**Vorgegebener Text:**
Die belangte Behörde hat die Akten des Verwaltungsverfahrens vorgelegt und in der Gegenschrift die kostenpflichtige Abweisung der Beschwerde beantragt.

Der Verwaltungsgerichtshof hat erwogen:

Mit ihrem Bescheid vom hat die BH dem Beschwerdeführer einen Behandlungsauftrag nach dem AWG 2002 erteilt, der zwei Autowracks, nämlich einen PKW der Marke Mazda 626 mit grüner und einen PKW der Marke Mazda 626 mit blauer Farbe betraf.

Dieser Bescheid wurde vom Beschwerdeführer nicht bekämpft und ist daher in Rechtskraft erwachsen.

Mit ihrem Bescheid vom hat die BH diesen Behandlungsauftrag vom abgeändert. Aus dem Spruch im Zusammenhang mit der Begründung dieses Bescheides geht zweifelsfrei hervor, dass die BH mit diesem Abänderungsbescheid den Behandlungsauftrag für den blauen PKW aufgehoben hat, und zwar gestützt auf § 68 Abs. 2 AVG.

Dieser Abänderungsbescheid änderte nichts an der Rechtskraft des Bescheides der BH vom , soweit er den grünen PKW betraf.

**Aufgaben:**
A: Nenne alle Behörden, Gerichte und Personen, die im vorgegebenen Text als Beteiligte des Verfahrens auftreten.
B: Gib aus dem vorgegebenen Text alles von "Mit ihrem Bescheid vom hat die BH dem" bis hinunter zu "blauer Farbe betraf." wortgetreu wieder.

**Bereitgestellte Datensätze:**
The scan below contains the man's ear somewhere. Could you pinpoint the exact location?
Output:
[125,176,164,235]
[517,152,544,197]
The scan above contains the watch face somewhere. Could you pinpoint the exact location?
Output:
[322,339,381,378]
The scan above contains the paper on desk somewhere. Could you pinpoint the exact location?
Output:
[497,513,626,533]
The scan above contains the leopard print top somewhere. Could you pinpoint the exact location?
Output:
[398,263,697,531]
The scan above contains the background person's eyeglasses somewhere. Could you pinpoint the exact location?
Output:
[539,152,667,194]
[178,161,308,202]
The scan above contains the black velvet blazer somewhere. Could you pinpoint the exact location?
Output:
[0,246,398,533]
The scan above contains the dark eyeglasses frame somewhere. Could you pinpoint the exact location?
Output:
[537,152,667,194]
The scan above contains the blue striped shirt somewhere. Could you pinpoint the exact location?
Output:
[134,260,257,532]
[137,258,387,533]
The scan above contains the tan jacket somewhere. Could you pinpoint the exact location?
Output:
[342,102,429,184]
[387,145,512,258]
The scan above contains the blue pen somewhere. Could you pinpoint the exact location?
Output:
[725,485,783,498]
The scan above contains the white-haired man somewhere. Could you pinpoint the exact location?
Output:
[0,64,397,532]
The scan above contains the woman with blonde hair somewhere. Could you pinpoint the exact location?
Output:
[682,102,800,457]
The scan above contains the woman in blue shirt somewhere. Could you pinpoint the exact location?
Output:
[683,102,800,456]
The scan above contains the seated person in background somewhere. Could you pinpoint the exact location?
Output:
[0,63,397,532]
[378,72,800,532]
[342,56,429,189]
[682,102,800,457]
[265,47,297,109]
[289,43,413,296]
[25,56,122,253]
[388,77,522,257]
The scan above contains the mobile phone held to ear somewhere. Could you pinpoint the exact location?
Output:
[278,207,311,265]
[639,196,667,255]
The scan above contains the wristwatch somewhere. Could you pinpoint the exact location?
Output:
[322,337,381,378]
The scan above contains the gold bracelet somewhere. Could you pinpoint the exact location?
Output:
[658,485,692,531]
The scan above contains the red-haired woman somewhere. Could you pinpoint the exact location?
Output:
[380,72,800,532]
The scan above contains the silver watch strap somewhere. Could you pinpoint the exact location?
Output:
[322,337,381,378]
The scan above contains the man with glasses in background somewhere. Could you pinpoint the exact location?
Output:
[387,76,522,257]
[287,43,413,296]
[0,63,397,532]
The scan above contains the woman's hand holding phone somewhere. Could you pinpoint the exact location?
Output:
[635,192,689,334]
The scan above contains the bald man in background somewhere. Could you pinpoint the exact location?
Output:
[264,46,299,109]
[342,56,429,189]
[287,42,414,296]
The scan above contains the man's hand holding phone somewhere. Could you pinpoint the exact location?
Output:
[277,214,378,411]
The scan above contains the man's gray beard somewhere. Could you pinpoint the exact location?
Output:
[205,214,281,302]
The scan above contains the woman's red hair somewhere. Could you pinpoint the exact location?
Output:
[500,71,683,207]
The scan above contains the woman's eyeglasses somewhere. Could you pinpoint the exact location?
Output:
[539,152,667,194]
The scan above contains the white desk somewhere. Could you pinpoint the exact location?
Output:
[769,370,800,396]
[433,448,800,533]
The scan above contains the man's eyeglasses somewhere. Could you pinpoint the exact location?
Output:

**Lösungen:**
A:
- die belangte Behörde
- der Verwaltungsgerichtshof
- die BH
- der Beschwerdeführer

B:
Mit ihrem Bescheid vom hat die BH dem Beschwerdeführer einen Behandlungsauftrag nach dem AWG 2002 erteilt, der zwei Autowracks, nämlich einen PKW der Marke Mazda 626 mit grüner und einen PKW der Marke Mazda 626 mit blauer Farbe betraf.